** Work to be completed **
A word-for-word copy of the records below is required.

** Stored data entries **
BEGIN

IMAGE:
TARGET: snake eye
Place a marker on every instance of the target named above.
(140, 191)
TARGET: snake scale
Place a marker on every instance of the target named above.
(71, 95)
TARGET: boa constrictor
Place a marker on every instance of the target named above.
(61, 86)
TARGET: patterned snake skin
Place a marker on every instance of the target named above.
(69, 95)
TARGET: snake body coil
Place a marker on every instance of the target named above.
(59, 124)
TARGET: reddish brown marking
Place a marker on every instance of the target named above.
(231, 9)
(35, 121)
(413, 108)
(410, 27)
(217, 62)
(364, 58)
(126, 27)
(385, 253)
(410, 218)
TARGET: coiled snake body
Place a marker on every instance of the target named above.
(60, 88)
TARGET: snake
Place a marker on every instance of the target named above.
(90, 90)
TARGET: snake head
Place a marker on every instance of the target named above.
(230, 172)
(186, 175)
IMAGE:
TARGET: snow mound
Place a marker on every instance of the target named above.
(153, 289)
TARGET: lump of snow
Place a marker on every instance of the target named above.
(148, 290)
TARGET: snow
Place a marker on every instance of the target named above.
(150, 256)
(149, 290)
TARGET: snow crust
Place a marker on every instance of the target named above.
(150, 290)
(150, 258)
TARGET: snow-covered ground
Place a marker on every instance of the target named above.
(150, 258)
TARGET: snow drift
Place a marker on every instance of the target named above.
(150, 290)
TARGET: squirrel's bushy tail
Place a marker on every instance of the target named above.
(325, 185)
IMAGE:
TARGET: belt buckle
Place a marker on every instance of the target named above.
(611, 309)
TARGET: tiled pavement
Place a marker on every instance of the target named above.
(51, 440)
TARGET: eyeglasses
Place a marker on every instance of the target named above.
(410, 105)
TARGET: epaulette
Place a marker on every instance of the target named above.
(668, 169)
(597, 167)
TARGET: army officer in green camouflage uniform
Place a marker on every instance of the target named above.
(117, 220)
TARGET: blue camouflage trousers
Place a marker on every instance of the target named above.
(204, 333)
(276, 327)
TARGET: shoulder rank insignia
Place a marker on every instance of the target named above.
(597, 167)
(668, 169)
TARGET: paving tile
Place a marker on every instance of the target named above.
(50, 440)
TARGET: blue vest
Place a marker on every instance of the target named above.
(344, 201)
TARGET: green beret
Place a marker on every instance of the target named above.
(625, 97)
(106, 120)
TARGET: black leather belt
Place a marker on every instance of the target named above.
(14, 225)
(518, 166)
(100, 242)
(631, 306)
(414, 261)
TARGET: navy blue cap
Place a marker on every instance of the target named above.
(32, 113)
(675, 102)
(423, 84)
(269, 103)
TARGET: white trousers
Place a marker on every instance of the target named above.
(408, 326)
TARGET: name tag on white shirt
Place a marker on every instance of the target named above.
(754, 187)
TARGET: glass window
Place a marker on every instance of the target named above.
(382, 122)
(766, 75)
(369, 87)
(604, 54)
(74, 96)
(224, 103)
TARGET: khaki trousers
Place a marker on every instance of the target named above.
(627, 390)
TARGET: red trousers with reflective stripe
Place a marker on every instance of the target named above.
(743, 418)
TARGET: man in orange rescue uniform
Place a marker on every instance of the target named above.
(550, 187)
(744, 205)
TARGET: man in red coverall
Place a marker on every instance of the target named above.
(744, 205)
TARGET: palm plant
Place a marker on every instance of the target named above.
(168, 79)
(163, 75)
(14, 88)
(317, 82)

END

** Expected answer **
IMAGE:
TARGET: snake eye
Place a marker on every instance of the target named above.
(140, 191)
TARGET: snake scale
Place a marker on every instance of the target named above.
(71, 95)
TARGET: boa constrictor
Place a marker on every instance of the target named above.
(61, 86)
TARGET: patterned snake skin
Place a marker on every instance of the target named above.
(69, 95)
TARGET: snake body coil
Place a marker on every instance of the target named above.
(59, 124)
TARGET: reddish brown marking
Place a marker on every instance of the target named above.
(231, 9)
(35, 121)
(413, 108)
(410, 27)
(217, 62)
(364, 58)
(126, 27)
(385, 253)
(410, 218)
TARGET: coiled snake body
Place a marker on every instance of the target named above.
(60, 88)
TARGET: snake
Place a marker on every instance of the target named above.
(90, 90)
TARGET: snake head
Place a marker on every instance of the target named above.
(230, 172)
(186, 175)
IMAGE:
TARGET: snow mound
Place a marker on every instance of the target named above.
(153, 289)
TARGET: lump of snow
Place a marker on every instance of the target named above.
(148, 290)
TARGET: snow
Place a marker on every instance of the target named above.
(150, 256)
(149, 290)
TARGET: snow crust
Place a marker on every instance of the target named above.
(150, 290)
(150, 258)
TARGET: snow-covered ground
Place a marker on every instance of the target named above.
(150, 258)
TARGET: snow drift
Place a marker on every instance of the target named above.
(150, 290)
TARGET: squirrel's bushy tail
Place a marker on every instance of the target named above.
(325, 185)
IMAGE:
TARGET: belt buckle
Place a marker on every instance of the target named above.
(611, 309)
TARGET: tiled pavement
Place a marker on every instance of the target named above.
(51, 440)
TARGET: eyeglasses
Place a marker on every instance of the target named above.
(410, 105)
TARGET: epaulette
Place a marker on every instance of the target named above.
(668, 169)
(597, 167)
TARGET: army officer in green camouflage uniform
Place a marker on every instance of the target named above.
(117, 220)
TARGET: blue camouflage trousers
Place a marker on every instance of the target named above.
(204, 333)
(276, 327)
TARGET: shoulder rank insignia
Place a marker on every instance of the target named above.
(597, 167)
(668, 169)
TARGET: paving tile
Place a marker on every instance of the target named above.
(50, 440)
TARGET: blue vest
Place a marker on every instance of the target named above.
(344, 201)
TARGET: green beret
Place a marker on every instance of the target named above.
(625, 97)
(106, 120)
TARGET: black leather belt
Place a marker on every instance of the target named above.
(14, 225)
(518, 166)
(100, 242)
(631, 306)
(414, 261)
TARGET: navy blue cap
Place a marker on every instance of the target named above.
(32, 113)
(675, 102)
(423, 84)
(269, 103)
TARGET: white trousers
Place a marker on every instance of the target named above.
(408, 326)
TARGET: name tag on white shirt
Place a marker on every instance of the target named above.
(754, 187)
TARGET: glass window
Place a marker on every instance of the target named above.
(382, 122)
(766, 75)
(369, 87)
(604, 54)
(74, 96)
(224, 103)
TARGET: khaki trousers
Place a marker on every instance of the target named above.
(627, 390)
TARGET: red trousers with reflective stripe
Place a marker on every instance of the target named above.
(743, 418)
TARGET: man in orange rescue uniform
Place a marker on every instance of the target named above.
(550, 187)
(744, 205)
TARGET: man in red coverall
Place a marker on every instance of the target named above.
(744, 205)
TARGET: palm plant
Place a marker on every instance of the target named above.
(168, 79)
(163, 75)
(14, 88)
(317, 82)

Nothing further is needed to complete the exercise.